Short task
Return the lines below word for word, leaving out the pictures.

Excerpts of pointing data
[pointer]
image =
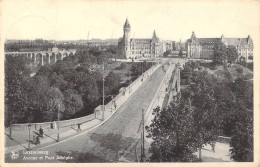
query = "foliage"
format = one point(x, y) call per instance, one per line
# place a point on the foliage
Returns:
point(73, 103)
point(221, 107)
point(138, 68)
point(224, 54)
point(166, 53)
point(172, 131)
point(242, 138)
point(181, 53)
point(112, 82)
point(68, 86)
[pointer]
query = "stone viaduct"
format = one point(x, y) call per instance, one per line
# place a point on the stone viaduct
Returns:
point(44, 57)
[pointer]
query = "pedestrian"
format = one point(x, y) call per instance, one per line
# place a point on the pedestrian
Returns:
point(79, 129)
point(41, 132)
point(37, 140)
point(213, 146)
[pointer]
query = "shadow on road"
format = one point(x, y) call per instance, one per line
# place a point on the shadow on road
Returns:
point(79, 157)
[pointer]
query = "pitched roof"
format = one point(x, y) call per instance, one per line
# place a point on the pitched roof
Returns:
point(140, 40)
point(127, 25)
point(236, 41)
point(193, 35)
point(208, 40)
point(155, 38)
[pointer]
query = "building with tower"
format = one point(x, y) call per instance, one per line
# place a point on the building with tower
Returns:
point(204, 47)
point(138, 48)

Solved problem
[pointer]
image =
query = "foliage"
format = one point(x, y) call per instance, one per line
# place a point on the foliage
Returns:
point(73, 103)
point(221, 107)
point(138, 68)
point(224, 54)
point(166, 53)
point(172, 131)
point(242, 138)
point(181, 53)
point(112, 82)
point(68, 86)
[pointer]
query = "stone viaduct"
format = one point(x, y) call per instance, one per line
# place a point on the stone viaduct
Returns:
point(44, 57)
[pointer]
query = "pedestrian"
format = one point(x, y) call per instance, one per line
# place a point on the pedestrian
Returns:
point(79, 129)
point(41, 132)
point(37, 140)
point(213, 146)
[pointer]
query = "shadow on road"
format = one point(x, y) call per instance, one per line
# place a point on the shadow on road
Returns:
point(79, 157)
[pointer]
query = "pitched roof"
format = one point(x, y) call per instance, one per line
# place a point on the pitched roof
Returns:
point(140, 40)
point(127, 25)
point(236, 41)
point(193, 35)
point(208, 40)
point(155, 38)
[pointer]
query = "building with tower"
format = one point(x, y) call per instance, one per line
# place a point on the building with tower
Returns:
point(204, 47)
point(138, 48)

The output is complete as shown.